#### Selected extract:
================================
Global constants

Introduction

This is an idea that’s been going around for a while, but I’m not sure if there’s been a proper discussion thread on it, so here it is.

A global constant is a michelson constant accessible from any contract and registered in the context. Most of the discussions around the topic have assumed that the constant is a lambda expression, but this needs not be the case. However, if the constant is not a lambda expression, we may want to be careful to ensure it is not (or does not contain) a ticket handle, which could introduce mutation, though storing tickets wouldn’t be an issue per se, just pointless.

Proposition

It could work as follow:

  1. a new manager operation: register_constant takes a Michelson constant and writes it in the context and assigns an address to it (typically this could be the hash of the packed representation of the value, but it could be prudent to not guarantee this property). The manager pays the associated storage burn.
  2. a new michelson opcode: REGISTER_CONTANT emits an operation which does the same thing
  3. a new michelson type: constant_address represents the address of a constant that has been registered in the context.
  4. a new michelson type constructor: Constant_address "CST1x2344..." which constructs a lambda address from a string representing a valid address
  5. a new michelson opcode LOAD_CONSTANT parametrized with a type t which takes a constant_address and returns an t option, depending on whether or not that address is inhabited.
================================
#### Data supplied:
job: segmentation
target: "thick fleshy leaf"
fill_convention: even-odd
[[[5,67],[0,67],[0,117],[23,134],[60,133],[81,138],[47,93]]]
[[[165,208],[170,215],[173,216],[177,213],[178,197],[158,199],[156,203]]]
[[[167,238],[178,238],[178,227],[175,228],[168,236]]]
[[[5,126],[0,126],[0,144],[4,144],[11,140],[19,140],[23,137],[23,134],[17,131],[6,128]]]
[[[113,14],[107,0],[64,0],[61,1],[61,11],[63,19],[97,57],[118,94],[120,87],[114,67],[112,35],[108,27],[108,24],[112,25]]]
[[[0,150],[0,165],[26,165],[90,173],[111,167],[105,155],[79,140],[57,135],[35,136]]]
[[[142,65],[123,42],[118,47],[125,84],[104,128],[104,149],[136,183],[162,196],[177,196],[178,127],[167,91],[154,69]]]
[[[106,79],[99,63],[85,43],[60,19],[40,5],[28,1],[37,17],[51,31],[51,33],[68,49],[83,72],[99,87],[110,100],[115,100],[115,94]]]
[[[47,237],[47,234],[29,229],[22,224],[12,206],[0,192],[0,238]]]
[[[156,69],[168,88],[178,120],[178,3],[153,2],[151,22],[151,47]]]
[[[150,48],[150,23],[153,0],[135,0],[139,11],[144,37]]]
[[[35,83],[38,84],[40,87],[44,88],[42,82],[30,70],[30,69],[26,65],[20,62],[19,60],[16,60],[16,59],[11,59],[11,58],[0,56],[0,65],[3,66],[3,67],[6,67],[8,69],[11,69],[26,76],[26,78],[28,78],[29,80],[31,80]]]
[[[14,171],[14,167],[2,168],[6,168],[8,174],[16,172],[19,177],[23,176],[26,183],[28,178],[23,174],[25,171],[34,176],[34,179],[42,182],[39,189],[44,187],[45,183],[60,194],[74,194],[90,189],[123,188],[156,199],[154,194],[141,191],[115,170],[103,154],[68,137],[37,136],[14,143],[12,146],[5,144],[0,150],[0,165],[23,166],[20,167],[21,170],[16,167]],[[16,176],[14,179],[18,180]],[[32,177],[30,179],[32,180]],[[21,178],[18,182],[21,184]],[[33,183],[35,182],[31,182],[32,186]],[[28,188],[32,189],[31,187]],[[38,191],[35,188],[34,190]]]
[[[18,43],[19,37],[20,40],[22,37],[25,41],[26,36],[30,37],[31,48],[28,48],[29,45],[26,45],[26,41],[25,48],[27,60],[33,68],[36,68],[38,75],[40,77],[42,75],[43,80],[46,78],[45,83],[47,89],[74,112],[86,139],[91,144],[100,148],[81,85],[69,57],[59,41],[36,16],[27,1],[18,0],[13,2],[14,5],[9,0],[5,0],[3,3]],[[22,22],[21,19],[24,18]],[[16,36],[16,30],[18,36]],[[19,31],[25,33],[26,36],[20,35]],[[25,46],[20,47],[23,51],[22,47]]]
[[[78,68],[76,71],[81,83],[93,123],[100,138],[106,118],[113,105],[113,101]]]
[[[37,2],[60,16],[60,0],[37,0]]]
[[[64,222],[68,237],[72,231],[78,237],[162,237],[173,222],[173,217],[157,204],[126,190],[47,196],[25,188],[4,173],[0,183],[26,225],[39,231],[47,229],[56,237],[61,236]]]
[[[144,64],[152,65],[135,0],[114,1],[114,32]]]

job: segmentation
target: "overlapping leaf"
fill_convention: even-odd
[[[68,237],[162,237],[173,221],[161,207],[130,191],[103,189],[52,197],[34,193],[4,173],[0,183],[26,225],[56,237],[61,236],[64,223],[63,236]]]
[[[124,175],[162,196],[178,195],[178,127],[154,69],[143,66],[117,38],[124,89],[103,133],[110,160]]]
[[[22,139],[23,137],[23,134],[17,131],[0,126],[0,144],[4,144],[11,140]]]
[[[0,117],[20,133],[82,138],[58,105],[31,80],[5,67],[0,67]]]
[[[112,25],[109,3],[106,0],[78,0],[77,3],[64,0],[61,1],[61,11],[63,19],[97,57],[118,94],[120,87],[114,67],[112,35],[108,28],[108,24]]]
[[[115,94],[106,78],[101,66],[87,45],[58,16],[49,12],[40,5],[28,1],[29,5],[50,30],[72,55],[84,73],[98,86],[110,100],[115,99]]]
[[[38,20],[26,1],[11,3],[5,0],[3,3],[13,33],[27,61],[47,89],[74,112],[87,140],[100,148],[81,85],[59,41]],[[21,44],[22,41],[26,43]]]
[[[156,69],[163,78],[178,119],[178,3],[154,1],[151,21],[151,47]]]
================================
#### Challenges:
(A) According to the global constants proposal, why should care be taken when a registered constant is not a lambda expression? Answer in one to three sentences.
(B) List every new addition that the global constants proposal puts forward, with a brief description of each.
(C) Continue the global constants proposal from its last sentence.

#### Exercise answers:
(A) Such a constant should not be, or contain, a ticket handle, because that could introduce mutation. Storing tickets in a constant would not be a problem in itself, only pointless.

(B)
- A manager operation, register_constant, takes a Michelson constant, writes it in the context and assigns it an address. The manager pays the storage burn.
- A Michelson opcode emits an operation that does the same thing as register_constant.
- A Michelson type, constant_address, represents the address of a constant registered in the context.
- A Michelson type constructor, Constant_address, builds an address from a string that represents a valid address.
- A Michelson opcode, LOAD_CONSTANT, is parametrized with a type t. It takes a constant_address and returns a t option, depending on whether that address is inhabited.

(C)
Discussion

This is useful for lambdas

This is primarily useful for lambdas because it allows the creation of libraries. It also means that contracts no longer need to be fully deserialized when called. A contract could register each of its entrypoint as a constant and load them on demand.

Since many contracts are bound to repeat code (e.g. token standard code), a cache of the most commonly called function can offer much lower gas and even introduce heavy optimizations by precompiling the functions being called.

Non lambda uses

It’s not super clear that this is useful beyond lambdas, but we could imagine it being helpful for some big_map containining useful data. There is also no particularly good reason to restrict this to lambdas, even if they seem like the primary use case.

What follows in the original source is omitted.